EXERCISE AIM.
Answer these questions from the first-motorcycle text below:
1. Which martial art does the writer say they started taking?
2. Which bikes does the text name as far safer to learn on?
3. In the juggling comparison, what does the text say it is better to learn with first?

PAGE EXCERPT.
Do a search in the archives on this username


Getting ANY 600cc for a first bike is a bad idea that may also be an expensive form of suicide. Even worse is getting a BRAND NEW 600cc bike. Here are a few reasons why.




1. Knowledge of Subject Matter

Right now your at the most basic beginners period, the very start of the learning curve (i.e. you aren’t even aware of what is that you don't know). A personal example of this is when I started taking Shotokan Karate. On the first day of class I didn’t even know what “inside-block” was, let alone how to do it with correct form. After I learned a bit, then I could start to realize how bad my form was and begin the process of improving it. I had to become AWARE that inside-blocks even existed before I could realize that I couldn’t do them correctly. This is to say that it takes knowledge OF something to be able to understand how something works, functions, performs, etc. Having NO motorcycle experience, you’re not even aware of the power, mistakes, handling, shifting, turning dynamics etc. of any bike, let alone a sport bike. In the process of moving through the learning curve you begin to amass all this new information…you also make a ton of mistakes.



2. The Learning Curve

When you’re learning to do something, you make mistakes. Without them the learning process is impossible. Making mistakes on a sport bike can be fatal. The thing newbies need to learn above anything else is smooth throttle control and proper speed & lean going into turns. On a 600cc bike, a mistake with throttle control or a turn can cost you your life before even knew what happened. A bike that is less forgiving of mistakes (ninja ex 250, 500, or an OLDER 600cc bike) is far safer to learn on.

Ask yourself this question; in which manner would you rather learn to walk on tightropes A) with a 4x4 board that is 2 feet off the ground B) with a wire that is 20 feet off the ground? Most sensible people would choose “A”. The reason why is obvious. Unfortunally safety concerns with a first motorcycle aren’t as apparent as they are in the example above. However, the wrong choice of what equipment to learn on can be just as deadly…regardless of how safe, careful, and level-headed you are.



3. I’ll be Safe, Responsible, And Level-Headed While Learning".

Sorry, but that excuse doesn’t cut it. To be safe you also need SKILL (throttle control, speed, leaning, etc). Skill comes ONLY with experience. To gain that experience you must ride your bike in real traffic, with real cars, and real dangers. Before skills are developed which can foster safe riding, you need a bike that can mirror the level of safety that you’re currently at, not a cutting edge race bike that will throw you off the first chance it has.

Imagine someone saying, "I want to learn to juggle, but I’m going to start by learning with chainsaws. But don’t worry, I’ll go slow, be careful, and stay level-headed while I’m learning". Like the tightrope example above, the answer here is isn’t hard to see. Be careful all you want, go as slow as you want, be as cautious as you want…your still juggling chainsaws! Without a foundation in place of HOW to juggle there is only a small level of safety you can aspire towards. As such, it’s better to learn the skills of juggling with tennis balls first. The same holds true for learning to ride a motorcycle.

PROVIDED MATERIAL.
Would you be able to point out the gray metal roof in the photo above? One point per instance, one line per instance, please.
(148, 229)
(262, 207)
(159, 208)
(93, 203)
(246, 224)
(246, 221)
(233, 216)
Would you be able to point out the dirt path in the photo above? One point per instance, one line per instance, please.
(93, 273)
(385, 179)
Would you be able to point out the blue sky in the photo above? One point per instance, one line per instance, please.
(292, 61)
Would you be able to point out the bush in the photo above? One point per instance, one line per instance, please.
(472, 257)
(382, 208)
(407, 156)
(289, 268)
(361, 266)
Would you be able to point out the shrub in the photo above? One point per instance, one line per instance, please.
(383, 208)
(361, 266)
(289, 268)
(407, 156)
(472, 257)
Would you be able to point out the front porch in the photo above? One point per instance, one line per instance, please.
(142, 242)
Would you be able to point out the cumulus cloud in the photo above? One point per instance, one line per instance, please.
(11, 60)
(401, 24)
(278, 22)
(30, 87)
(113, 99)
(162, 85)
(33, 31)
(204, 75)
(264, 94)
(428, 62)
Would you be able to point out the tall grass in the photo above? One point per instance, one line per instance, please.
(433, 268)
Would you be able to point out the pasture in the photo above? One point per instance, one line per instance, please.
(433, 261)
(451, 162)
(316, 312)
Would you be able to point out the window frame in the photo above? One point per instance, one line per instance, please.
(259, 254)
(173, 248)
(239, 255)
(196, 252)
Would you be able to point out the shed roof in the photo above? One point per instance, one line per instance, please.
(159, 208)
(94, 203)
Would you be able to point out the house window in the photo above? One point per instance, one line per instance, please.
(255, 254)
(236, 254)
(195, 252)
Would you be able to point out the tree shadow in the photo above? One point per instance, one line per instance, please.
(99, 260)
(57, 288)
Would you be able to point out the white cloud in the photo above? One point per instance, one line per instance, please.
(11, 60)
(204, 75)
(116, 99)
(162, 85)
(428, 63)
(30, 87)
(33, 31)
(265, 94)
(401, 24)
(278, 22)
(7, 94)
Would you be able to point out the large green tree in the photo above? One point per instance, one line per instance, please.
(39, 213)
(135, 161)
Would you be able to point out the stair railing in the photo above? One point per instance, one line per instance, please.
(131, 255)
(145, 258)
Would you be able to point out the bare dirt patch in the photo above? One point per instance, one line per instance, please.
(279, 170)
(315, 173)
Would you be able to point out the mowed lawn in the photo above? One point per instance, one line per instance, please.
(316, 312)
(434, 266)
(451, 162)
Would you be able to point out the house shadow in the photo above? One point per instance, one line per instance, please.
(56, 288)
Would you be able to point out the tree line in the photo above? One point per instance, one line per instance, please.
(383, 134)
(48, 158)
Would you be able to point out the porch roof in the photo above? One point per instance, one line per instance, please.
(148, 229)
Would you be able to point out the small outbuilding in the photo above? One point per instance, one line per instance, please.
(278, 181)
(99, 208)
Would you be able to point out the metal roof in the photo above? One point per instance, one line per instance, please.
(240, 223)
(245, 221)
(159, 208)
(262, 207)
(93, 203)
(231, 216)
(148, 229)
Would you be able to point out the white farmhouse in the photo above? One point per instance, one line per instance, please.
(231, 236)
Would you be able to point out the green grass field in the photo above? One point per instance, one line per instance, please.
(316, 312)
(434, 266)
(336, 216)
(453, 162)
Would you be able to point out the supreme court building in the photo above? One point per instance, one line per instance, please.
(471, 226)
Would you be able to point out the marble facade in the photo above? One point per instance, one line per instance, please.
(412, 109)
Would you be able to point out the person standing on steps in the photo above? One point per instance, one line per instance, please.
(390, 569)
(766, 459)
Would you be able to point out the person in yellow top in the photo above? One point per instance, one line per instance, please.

THE RESULT.
1. Shotokan Karate.
2. The ninja ex 250, the 500, or an older 600cc bike.
3. Tennis balls.